ITEMS =
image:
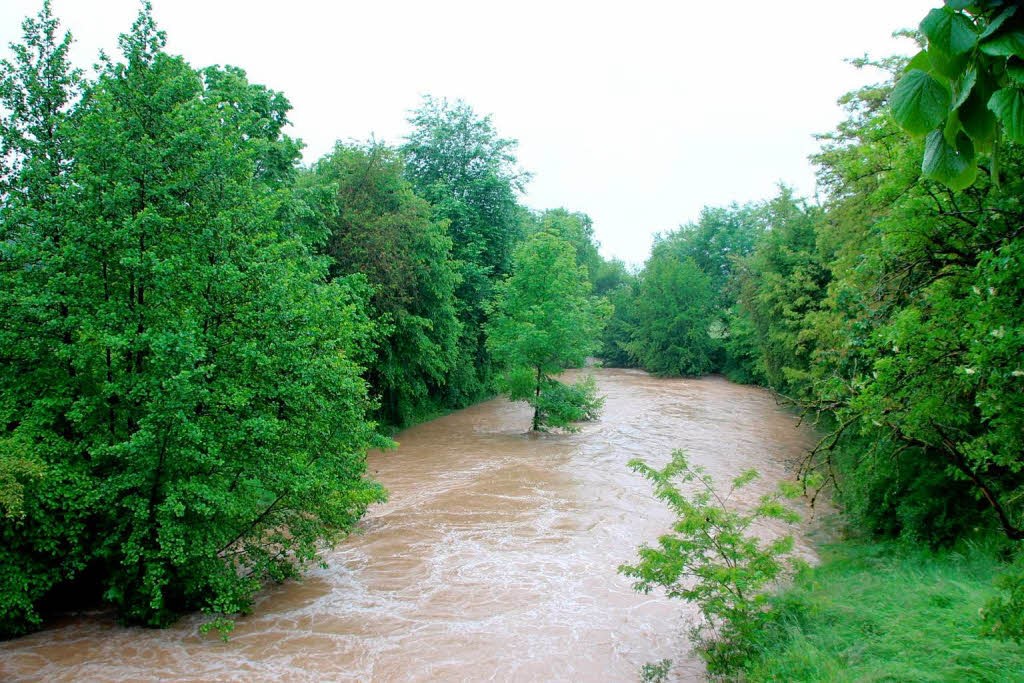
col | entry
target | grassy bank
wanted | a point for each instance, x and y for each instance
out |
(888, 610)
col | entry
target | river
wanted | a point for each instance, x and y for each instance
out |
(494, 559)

==

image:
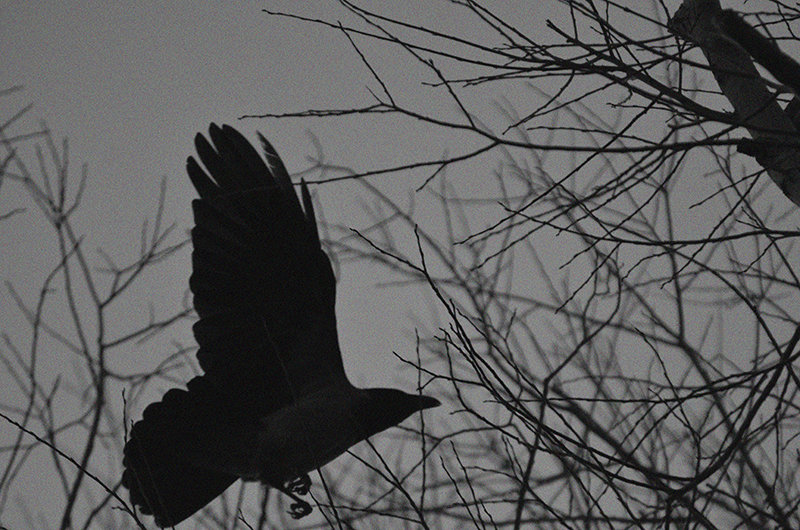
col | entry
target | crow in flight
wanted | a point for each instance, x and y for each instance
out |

REQUIREMENTS =
Please return each line of the listing that contains the string "target", treating uppercase and lowercase letters as different.

OUTPUT FOR THIS TASK =
target | grassy bank
target | river
target | crow in flight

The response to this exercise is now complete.